**RECORDS TO PROCESS:**

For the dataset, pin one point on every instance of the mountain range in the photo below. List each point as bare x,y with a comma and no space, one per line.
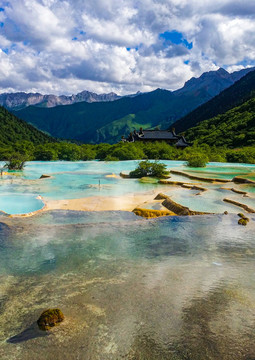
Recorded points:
108,121
20,100
13,130
235,95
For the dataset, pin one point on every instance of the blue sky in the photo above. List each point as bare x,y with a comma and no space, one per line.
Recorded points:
55,46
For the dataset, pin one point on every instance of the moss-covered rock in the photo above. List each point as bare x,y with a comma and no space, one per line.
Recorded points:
149,213
50,318
243,222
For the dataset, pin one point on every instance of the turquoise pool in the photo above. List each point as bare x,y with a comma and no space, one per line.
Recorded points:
73,180
172,288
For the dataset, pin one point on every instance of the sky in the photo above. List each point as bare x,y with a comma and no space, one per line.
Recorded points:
124,46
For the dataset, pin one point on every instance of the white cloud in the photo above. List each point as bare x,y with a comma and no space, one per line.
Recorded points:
66,46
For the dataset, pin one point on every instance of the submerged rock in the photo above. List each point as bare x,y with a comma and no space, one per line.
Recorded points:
243,222
50,318
150,213
180,209
240,180
161,196
45,176
124,175
245,207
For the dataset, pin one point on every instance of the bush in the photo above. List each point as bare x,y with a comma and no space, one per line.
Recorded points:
198,160
148,168
16,162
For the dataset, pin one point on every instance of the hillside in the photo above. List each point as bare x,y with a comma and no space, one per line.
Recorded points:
235,95
13,129
108,121
83,121
20,100
235,128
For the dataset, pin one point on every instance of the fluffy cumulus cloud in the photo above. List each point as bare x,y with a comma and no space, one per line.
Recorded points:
66,46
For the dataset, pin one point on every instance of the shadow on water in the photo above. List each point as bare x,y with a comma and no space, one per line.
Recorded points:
31,332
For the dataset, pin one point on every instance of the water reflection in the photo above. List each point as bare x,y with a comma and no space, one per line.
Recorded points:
170,288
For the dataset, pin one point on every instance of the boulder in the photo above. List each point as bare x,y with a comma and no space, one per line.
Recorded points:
50,318
45,176
150,213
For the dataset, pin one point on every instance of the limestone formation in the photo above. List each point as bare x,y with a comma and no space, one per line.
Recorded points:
50,318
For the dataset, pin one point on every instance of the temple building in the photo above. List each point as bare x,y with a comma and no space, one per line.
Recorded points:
168,136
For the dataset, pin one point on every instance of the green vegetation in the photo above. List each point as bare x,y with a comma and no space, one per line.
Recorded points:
50,318
148,168
235,128
123,151
236,95
16,162
197,160
108,121
13,129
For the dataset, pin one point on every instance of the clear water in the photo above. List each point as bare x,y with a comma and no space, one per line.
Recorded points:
72,180
170,288
20,204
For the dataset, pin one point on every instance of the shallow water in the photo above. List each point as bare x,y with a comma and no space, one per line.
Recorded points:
171,288
72,180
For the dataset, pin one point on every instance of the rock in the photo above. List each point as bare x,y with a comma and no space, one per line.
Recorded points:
124,175
179,209
240,215
161,196
240,180
242,222
50,318
148,180
45,176
245,207
150,213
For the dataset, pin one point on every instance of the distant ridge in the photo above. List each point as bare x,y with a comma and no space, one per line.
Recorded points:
13,129
107,121
20,100
238,93
234,128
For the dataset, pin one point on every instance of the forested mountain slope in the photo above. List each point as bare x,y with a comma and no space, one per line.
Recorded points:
235,95
235,128
13,129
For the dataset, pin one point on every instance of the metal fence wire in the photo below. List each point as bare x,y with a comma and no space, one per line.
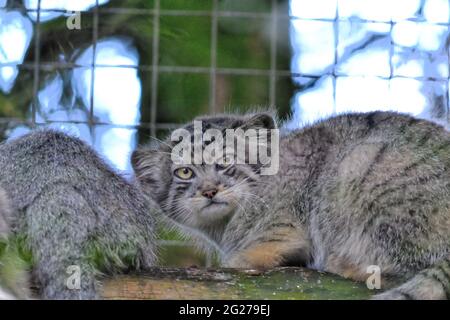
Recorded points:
280,24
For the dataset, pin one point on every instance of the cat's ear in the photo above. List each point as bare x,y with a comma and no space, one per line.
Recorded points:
260,121
148,165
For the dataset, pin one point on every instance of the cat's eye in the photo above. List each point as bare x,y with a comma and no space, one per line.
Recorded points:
184,173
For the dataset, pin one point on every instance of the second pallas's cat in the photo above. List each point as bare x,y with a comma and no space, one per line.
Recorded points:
352,191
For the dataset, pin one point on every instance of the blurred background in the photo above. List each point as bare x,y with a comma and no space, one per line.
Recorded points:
118,72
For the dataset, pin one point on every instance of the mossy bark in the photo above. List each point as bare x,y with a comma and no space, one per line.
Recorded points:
193,283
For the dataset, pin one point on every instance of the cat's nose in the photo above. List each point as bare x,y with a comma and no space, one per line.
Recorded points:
210,193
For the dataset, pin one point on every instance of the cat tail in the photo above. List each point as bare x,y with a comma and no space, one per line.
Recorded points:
13,277
4,231
430,284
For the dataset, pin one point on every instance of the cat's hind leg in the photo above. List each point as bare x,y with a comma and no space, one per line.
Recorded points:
430,284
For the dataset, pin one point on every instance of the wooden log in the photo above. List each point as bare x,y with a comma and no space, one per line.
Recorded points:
194,283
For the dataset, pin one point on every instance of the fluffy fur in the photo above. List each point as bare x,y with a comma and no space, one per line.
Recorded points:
13,277
73,210
352,191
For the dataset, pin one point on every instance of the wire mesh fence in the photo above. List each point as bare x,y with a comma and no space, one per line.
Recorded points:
121,72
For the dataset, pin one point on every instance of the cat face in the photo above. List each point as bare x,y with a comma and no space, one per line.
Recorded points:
204,195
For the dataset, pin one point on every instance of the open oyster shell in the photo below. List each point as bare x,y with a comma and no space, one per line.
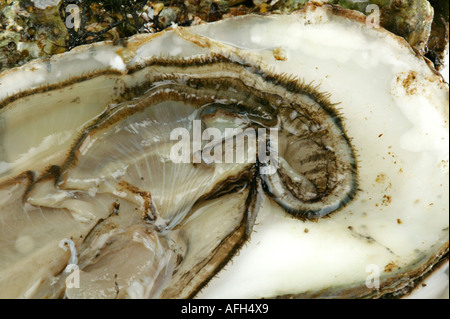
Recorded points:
350,200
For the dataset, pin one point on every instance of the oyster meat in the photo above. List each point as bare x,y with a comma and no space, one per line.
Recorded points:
313,144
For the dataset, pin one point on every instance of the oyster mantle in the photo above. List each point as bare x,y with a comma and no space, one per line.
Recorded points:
52,169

**WHAT TO WORK ON:**
Lay out the records from the line containing "the oyster mantle" through the end of the records as a two-column CSV with the headers instruction and coordinates, one row per instruction. Put its text and its answer each in one quoted field, with line breaks turned into spaces.

**TASK OUTPUT:**
instruction,coordinates
"For the dataset, pin one point on every instance of the oyster mantle in the photo above. List each point as bare x,y with a comma and no space, one per line. Recorded points:","52,169"